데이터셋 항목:

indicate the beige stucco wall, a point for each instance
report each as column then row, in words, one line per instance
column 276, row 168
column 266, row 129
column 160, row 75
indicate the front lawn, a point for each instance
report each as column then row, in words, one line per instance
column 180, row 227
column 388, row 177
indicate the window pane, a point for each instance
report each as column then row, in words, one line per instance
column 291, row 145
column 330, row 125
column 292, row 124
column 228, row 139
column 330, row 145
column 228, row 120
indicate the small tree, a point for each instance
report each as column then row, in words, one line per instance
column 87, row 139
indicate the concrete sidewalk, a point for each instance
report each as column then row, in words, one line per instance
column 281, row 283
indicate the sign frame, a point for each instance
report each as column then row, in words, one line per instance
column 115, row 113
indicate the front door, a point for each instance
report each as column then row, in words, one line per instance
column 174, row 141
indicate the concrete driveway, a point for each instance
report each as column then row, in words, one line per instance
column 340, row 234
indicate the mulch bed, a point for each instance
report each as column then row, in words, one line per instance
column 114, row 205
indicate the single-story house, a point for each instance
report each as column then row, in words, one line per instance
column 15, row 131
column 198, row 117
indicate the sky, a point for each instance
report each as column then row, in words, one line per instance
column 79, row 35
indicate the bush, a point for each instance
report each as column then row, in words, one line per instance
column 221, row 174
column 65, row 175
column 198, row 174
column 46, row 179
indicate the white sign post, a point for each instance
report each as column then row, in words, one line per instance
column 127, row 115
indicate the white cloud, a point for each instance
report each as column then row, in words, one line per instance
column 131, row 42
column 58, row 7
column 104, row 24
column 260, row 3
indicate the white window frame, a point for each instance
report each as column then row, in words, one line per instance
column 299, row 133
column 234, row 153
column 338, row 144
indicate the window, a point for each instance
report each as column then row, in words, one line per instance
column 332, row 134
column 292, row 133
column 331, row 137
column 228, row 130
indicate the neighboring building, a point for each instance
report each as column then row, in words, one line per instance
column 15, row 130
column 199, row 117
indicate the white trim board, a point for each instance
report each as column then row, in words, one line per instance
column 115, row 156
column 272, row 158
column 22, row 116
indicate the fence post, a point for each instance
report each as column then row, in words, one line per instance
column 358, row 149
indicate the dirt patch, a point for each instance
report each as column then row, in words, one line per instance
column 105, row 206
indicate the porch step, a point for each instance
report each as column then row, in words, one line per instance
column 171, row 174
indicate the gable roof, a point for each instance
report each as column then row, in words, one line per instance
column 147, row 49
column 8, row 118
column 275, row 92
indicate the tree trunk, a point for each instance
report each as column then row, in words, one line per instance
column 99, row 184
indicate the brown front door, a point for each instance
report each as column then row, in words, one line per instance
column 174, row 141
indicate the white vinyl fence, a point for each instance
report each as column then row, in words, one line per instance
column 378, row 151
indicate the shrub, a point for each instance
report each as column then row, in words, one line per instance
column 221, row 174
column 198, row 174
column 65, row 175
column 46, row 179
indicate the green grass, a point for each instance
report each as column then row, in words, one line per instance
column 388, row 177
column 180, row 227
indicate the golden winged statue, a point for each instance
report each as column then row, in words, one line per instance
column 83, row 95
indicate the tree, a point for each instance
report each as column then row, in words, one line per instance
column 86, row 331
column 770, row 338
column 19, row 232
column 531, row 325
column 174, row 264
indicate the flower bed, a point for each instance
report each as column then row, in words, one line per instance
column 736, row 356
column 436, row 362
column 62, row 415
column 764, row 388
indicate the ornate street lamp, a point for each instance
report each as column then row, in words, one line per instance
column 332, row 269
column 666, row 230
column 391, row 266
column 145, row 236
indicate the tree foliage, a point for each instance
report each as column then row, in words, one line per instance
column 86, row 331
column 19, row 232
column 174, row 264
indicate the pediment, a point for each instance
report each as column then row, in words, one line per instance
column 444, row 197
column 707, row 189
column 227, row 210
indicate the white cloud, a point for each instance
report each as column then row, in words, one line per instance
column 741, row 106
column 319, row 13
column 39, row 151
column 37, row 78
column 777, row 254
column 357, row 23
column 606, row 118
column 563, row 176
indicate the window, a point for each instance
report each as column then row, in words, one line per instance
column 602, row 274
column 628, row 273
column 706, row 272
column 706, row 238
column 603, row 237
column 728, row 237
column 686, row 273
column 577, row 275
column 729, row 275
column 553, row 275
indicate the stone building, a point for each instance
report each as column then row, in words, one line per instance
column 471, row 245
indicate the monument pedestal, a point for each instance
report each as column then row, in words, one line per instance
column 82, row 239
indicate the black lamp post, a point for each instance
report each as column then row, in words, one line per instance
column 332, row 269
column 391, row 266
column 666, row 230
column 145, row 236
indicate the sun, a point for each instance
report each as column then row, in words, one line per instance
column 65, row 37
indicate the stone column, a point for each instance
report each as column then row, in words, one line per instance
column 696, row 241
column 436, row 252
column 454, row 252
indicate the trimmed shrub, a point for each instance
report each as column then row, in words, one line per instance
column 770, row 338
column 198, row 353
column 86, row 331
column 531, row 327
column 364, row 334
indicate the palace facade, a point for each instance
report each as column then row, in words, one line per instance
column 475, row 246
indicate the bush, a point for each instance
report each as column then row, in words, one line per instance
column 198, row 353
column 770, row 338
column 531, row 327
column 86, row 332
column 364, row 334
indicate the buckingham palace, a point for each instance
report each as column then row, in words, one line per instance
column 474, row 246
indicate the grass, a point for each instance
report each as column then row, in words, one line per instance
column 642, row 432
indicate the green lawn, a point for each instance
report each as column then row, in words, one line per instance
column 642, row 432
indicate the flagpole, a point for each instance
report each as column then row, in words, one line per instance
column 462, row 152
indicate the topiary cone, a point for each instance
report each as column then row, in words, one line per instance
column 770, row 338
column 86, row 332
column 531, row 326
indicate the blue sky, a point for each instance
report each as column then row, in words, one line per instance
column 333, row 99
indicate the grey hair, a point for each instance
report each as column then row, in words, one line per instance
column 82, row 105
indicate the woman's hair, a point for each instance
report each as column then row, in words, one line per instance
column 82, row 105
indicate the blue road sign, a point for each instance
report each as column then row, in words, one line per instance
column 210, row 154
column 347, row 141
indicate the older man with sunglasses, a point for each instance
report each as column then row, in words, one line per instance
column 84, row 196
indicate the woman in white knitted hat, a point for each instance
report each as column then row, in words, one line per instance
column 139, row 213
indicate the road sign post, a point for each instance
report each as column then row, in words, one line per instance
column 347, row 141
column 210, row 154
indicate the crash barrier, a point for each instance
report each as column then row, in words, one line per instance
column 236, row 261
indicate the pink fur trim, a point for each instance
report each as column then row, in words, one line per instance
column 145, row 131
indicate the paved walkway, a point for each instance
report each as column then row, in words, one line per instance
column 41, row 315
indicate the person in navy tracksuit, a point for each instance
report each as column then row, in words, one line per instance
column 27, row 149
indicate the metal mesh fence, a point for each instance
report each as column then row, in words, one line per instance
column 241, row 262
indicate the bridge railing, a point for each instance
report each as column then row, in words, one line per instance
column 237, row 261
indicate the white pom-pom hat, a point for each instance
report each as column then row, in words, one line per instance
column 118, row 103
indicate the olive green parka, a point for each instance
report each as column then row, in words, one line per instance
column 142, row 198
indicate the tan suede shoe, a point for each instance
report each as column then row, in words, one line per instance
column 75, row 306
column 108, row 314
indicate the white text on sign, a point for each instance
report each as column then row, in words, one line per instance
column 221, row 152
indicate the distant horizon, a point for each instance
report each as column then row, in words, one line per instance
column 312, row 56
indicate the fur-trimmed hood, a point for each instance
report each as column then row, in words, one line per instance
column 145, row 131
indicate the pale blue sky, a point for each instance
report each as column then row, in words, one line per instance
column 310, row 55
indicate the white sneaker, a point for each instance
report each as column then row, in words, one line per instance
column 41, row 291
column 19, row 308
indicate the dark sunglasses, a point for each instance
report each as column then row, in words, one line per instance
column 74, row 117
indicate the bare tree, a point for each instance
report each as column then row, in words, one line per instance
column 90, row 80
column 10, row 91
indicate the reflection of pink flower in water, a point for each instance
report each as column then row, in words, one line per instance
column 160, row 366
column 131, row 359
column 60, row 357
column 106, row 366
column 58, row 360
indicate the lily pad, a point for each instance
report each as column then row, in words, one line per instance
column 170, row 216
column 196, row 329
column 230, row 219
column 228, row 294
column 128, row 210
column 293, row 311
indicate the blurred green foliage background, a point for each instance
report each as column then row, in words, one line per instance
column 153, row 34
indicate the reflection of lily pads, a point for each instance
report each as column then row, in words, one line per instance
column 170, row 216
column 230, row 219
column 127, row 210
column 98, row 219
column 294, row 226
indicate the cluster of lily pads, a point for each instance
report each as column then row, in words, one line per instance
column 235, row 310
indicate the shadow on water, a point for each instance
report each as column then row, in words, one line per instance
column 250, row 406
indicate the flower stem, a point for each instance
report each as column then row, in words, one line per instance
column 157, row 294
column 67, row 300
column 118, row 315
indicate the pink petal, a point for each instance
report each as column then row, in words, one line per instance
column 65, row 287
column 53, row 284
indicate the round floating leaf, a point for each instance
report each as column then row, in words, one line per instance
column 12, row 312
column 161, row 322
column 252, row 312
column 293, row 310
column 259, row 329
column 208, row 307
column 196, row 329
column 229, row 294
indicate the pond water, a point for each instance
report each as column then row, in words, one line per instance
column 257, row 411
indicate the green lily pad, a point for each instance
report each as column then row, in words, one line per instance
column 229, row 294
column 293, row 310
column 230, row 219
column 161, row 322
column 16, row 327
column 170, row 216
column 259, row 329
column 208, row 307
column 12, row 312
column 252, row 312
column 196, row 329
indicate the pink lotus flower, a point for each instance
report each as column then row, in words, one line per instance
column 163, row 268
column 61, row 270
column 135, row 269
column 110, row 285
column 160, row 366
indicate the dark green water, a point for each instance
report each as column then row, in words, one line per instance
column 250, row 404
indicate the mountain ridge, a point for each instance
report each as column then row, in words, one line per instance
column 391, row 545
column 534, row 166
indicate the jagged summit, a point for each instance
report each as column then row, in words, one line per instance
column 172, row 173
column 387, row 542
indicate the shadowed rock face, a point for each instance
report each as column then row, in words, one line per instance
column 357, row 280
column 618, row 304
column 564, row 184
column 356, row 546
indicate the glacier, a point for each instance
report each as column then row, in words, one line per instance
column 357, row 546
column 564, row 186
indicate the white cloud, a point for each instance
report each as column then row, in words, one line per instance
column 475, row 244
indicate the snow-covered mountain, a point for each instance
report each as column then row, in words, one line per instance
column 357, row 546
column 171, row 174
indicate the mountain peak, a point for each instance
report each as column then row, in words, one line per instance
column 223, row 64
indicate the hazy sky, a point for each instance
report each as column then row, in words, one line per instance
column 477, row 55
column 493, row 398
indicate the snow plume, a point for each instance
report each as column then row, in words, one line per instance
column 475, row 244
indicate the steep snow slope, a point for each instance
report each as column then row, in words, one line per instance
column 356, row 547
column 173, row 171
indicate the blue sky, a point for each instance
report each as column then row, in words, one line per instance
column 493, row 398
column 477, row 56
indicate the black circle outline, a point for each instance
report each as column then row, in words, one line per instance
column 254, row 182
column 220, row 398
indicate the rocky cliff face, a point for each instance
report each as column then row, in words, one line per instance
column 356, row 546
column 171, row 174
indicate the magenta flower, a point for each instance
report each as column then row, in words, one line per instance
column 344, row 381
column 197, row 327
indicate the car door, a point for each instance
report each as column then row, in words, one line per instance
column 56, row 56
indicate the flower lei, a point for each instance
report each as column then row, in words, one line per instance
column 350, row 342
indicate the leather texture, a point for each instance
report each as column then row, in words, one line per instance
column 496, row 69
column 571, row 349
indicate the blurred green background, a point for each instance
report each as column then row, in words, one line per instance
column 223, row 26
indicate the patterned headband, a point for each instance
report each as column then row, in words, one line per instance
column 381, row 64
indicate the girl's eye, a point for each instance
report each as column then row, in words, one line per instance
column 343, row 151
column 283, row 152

(수행 작업): 데이터에서 "indicate the paved" 문구가 포함된 줄부터 "column 41, row 315" 문구가 포함된 줄까지(양 끝 줄 포함)를 줄마다 문자열 하나씩 대응하는 JSON 리스트로 변환하라. 빈 줄은 제외한다.

(작업 응답):
[
  "indicate the paved walkway, a point for each instance",
  "report each as column then row, in words, one line per instance",
  "column 41, row 315"
]